**Your tasks:**
1) In the essay on independence in Iran, what three ideas make up the original utopia of the 1979 revolution?
2) Decide whether each statement below agrees with the essay on independence in Iran, answering yes or no and quoting the words of the essay that decide it. (a) Today's activists use Facebook and Twitter to spread their message. (b) The demonstrators care a great deal about what Barack Obama thinks. (c) Ahmadinejad and his backers allege that the protest movement was organized by the BBC, CNN, or the British embassy in Tehran.
-- start Excerpt provided --
[R-G] Arshin Adib-Moghaddam, "Independence Is a Hard-earned Reality in Iran"
Yoshie Furuhashi
critical.montages at gmail.com
Tue Jul 28 21:17:15 MDT 2009
Arshin Adib-Moghaddam is by far the most attractive exponent of what
the bulk of rank-and-file Green Movement protesters stand for. There
are types of pro-Green commentators, both Iranian and non-Iranian, who
think that the Green Movement is (or at least can be) an incipient
movement toward secular liberal democracy (e.g., Saeed Rahnema) or
social (or even socialist) revolution (e.g., Reza Fiyouzat), but
reading and listening to what Green leaders and rank-and-filers are
writing and saying, the movement is by and large what Adib-Moghaddam
says it is. Furthermore, it is most probable that Adib-Moghaddam's
confidence in Iran's independence is warranted, though leftists in the
West, given our position in the division of labor, must be vigilant in
counteracting all attempts by imperialists, which are real, to exploit
the movement. -- Yoshie
<http://mrzine.monthlyreview.org/aam280709.html>
Independence Is a Hard-earned Reality in Iran
by Arshin Adib-Moghaddam
Iranians are writing their history. The pen of the revolutionaries of
the 1970s has been supplemented by the keyboard of a new generation.
Ayatollah Khomeini's supporters perfected clandestine pamphleteering
and the distribution of audio cassettes to subvert the regime of the
shah; today's activists use Facebook and Twitter to get their message
across. This is not a movement for western "modernity"; this is not a
battle at the end of which Iran will be either pro-western or
anti-western. This is a movement that is realising the original
utopia of the revolution in 1979: independence, freedom, Islamic
Republic.
Indeed, out of these three emotive ideas, the first (independence) and
the third (Islamic Republic) have been repeatedly linked in the
official discourse of successive Iranian governments: "the Islamic
Republic is independent" has not only been the standard response of
Mahmoud Ahmadinejad to the questions of inquisitive foreign
journalists, but one of the main ideological narratives after the
revolution in 1979. It is ironic that Ahmadinejad and his nefarious
backers allege that the mass movement against their electoral coup de
force has been inspired by foreign agents, organised by the BBC, CNN,
or the British embassy in Tehran.
What makes the current protests historic is the fact that "the west"
isn't even an issue. The demonstrators do not really care what Gordon
Brown, Barack Obama or others think. They start from a firm belief in
the independence of Iran which has been achieved after the Islamic
revolution in 1979. Of course, I am not suggesting that governments
are not plotting and scheming to fulfil their destructive agendas.
-- end Excerpt provided --
-- start Dataset --
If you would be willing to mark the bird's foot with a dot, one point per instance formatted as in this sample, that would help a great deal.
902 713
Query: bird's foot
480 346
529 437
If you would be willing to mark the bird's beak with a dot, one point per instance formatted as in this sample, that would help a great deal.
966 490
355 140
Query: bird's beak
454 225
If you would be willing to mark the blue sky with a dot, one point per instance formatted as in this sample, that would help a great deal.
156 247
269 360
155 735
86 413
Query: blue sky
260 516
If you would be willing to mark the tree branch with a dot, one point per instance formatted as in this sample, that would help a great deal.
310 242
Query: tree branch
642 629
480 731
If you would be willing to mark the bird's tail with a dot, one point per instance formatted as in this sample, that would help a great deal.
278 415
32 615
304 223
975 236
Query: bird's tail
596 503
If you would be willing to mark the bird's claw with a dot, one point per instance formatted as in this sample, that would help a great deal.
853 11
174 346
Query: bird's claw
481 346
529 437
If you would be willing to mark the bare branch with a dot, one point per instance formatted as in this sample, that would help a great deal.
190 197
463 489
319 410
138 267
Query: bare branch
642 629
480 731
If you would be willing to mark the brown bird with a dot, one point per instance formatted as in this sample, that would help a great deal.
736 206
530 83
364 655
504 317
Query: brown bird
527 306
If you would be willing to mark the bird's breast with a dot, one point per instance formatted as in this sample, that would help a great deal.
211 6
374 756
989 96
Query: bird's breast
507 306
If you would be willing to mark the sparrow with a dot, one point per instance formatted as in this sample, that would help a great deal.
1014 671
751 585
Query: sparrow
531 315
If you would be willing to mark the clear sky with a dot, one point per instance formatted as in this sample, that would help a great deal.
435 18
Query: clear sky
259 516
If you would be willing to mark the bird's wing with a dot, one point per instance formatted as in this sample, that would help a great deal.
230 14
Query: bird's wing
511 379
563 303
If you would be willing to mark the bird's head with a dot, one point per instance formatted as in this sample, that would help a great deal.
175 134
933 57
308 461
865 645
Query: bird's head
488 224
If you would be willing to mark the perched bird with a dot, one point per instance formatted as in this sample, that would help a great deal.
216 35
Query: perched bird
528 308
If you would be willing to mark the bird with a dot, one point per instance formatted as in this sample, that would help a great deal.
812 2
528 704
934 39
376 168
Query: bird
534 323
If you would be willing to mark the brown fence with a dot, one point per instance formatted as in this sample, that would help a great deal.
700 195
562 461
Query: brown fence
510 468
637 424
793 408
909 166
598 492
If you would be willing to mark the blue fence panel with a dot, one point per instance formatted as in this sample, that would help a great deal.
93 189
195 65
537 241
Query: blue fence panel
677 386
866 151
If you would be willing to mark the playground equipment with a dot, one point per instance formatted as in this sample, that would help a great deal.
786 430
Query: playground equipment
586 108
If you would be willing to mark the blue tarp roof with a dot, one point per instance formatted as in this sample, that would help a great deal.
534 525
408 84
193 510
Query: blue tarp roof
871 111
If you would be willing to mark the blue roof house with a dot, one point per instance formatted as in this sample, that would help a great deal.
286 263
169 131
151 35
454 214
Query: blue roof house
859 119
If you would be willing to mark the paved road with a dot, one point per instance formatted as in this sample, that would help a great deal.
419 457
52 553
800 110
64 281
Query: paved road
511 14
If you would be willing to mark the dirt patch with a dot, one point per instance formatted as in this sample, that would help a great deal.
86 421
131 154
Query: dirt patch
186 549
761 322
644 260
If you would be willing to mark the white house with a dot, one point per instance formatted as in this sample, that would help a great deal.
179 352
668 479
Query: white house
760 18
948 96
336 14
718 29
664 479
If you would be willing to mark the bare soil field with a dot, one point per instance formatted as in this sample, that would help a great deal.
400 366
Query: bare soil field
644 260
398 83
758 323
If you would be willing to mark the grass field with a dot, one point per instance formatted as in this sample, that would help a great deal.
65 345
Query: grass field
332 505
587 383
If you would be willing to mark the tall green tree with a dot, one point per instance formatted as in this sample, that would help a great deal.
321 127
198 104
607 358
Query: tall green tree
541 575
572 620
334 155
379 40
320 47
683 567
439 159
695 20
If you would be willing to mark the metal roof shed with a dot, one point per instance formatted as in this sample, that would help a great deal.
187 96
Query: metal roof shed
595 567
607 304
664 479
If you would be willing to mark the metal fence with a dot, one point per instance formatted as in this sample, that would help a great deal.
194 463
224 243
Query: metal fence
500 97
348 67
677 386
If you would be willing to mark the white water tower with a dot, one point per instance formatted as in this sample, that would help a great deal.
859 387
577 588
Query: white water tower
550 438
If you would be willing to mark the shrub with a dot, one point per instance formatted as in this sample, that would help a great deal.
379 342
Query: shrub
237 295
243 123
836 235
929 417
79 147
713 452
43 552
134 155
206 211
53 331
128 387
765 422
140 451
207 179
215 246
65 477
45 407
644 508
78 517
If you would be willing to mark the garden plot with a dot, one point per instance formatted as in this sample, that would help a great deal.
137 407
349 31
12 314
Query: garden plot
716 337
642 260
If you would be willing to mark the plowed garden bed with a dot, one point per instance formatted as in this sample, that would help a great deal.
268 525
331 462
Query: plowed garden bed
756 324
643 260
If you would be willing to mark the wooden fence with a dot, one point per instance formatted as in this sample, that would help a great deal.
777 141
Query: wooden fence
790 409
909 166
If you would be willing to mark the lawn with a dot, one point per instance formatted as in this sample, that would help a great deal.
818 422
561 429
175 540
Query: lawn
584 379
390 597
-- end Dataset --
-- start Dataset --
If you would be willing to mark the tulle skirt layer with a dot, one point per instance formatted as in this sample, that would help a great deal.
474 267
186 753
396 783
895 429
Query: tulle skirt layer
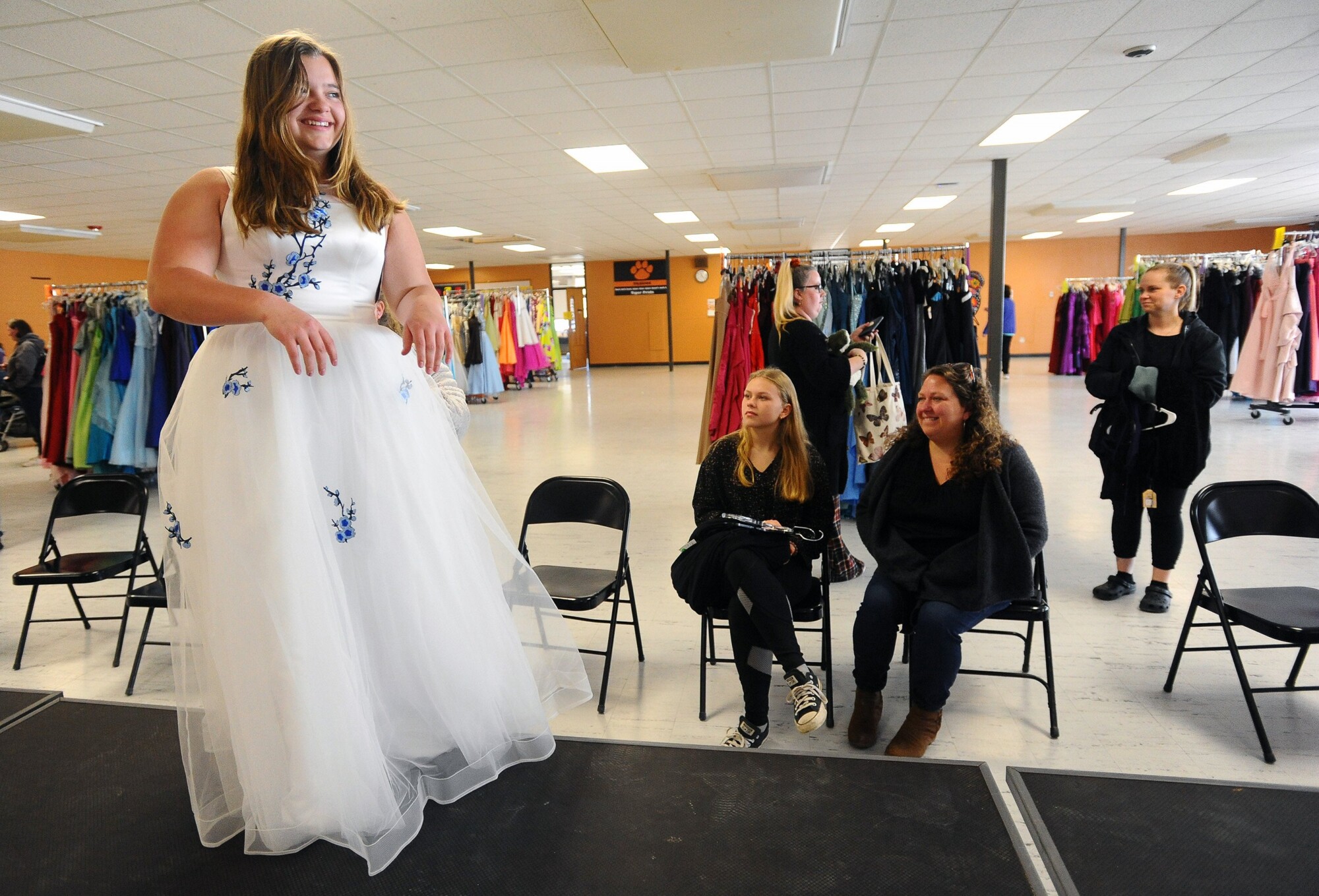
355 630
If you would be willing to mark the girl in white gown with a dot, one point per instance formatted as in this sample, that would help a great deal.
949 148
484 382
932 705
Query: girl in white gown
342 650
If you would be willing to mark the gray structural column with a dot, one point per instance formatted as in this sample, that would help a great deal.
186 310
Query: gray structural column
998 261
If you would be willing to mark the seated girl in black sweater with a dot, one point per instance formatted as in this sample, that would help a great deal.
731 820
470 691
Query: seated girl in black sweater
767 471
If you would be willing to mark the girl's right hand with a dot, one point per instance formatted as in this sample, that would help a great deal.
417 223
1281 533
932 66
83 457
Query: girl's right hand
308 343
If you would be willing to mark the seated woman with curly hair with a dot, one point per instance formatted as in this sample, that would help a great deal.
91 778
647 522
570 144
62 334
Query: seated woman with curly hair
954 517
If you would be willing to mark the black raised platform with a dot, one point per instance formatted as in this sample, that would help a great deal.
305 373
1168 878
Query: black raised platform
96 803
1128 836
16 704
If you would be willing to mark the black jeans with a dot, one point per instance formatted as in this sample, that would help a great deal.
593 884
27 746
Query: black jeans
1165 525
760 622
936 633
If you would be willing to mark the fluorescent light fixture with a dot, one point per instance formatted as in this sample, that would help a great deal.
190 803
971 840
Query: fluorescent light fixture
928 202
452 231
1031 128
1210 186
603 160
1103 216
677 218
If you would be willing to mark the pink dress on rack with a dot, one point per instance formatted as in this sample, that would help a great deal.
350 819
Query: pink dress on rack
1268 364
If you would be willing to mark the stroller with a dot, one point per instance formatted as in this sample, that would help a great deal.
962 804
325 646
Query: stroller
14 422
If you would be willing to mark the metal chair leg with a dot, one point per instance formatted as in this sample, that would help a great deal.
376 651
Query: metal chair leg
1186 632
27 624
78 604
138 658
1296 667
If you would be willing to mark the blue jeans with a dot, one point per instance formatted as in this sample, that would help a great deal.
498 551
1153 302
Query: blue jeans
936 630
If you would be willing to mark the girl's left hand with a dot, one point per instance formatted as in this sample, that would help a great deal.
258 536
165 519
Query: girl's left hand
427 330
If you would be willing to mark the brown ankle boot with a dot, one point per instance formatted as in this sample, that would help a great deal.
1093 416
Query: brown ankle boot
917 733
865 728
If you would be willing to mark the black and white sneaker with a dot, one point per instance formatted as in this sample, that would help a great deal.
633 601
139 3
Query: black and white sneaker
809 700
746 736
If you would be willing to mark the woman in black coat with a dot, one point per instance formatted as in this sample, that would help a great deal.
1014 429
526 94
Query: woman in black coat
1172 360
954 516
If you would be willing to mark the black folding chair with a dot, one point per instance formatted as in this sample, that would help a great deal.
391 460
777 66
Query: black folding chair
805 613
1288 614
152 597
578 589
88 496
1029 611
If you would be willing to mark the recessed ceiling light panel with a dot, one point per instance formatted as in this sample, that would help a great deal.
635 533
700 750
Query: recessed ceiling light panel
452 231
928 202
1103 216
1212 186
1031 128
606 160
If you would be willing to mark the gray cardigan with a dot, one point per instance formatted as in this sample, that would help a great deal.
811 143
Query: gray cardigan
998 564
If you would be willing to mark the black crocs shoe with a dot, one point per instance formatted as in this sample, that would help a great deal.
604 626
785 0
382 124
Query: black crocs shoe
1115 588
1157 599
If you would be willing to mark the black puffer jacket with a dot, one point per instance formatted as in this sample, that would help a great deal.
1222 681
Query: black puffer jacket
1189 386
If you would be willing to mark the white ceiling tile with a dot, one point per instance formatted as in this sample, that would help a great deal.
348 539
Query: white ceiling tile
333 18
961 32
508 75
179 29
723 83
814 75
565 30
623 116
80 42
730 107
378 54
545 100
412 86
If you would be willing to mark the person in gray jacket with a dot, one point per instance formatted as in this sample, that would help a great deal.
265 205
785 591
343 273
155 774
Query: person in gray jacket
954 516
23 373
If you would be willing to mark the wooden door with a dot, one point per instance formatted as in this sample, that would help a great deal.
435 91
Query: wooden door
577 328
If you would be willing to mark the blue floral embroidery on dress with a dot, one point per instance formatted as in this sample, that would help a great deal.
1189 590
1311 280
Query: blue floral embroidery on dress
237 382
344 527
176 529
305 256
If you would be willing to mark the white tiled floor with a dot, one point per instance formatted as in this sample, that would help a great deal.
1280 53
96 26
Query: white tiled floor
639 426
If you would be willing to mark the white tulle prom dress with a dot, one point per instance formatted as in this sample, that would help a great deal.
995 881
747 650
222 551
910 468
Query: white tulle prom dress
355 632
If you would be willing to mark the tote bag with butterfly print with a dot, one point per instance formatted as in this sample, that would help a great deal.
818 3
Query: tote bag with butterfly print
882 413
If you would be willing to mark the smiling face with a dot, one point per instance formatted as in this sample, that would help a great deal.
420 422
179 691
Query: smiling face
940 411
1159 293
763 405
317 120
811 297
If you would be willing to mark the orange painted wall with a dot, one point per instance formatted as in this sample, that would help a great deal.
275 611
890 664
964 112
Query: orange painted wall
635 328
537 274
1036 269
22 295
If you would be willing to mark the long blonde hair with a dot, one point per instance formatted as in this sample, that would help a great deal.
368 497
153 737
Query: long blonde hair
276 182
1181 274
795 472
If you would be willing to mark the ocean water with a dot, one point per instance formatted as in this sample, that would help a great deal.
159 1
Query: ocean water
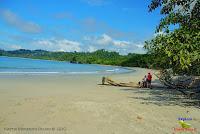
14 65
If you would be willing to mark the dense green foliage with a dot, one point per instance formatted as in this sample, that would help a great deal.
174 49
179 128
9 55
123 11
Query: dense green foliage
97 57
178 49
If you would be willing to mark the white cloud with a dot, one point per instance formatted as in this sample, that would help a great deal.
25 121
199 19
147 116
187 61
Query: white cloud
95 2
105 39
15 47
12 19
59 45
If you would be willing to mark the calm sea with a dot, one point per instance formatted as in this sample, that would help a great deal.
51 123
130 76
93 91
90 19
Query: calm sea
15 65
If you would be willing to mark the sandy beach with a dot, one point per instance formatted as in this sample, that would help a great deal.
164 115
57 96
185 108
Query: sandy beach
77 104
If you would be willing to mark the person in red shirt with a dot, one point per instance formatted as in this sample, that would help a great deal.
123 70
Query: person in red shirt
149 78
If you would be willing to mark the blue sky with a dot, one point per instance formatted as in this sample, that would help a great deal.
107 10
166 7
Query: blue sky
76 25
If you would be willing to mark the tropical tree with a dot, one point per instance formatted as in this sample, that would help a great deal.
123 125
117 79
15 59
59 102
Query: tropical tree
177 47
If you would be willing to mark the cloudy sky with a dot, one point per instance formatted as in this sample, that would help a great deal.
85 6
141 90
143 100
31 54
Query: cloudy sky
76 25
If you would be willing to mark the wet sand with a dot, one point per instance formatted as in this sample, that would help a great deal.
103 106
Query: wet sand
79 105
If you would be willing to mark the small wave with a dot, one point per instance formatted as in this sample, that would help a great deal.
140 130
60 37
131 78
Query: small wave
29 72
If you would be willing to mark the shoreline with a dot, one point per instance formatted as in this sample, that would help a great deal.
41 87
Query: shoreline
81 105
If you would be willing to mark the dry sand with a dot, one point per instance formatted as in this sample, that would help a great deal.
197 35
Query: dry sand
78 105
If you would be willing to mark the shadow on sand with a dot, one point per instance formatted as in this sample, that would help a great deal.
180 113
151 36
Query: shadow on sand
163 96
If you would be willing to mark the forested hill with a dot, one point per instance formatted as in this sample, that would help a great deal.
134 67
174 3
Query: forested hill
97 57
-- end Dataset --
**Answers to the exercises:**
1) Independence, freedom, and Islamic Republic.

2)
(a) Yes: "today's activists use Facebook and Twitter to get their message across."
(b) No: "The demonstrators do not really care what Gordon Brown, Barack Obama or others think."
(c) Yes: "Ahmadinejad and his nefarious backers allege that the mass movement against their electoral coup de force has been inspired by foreign agents, organised by the BBC, CNN, or the British embassy in Tehran."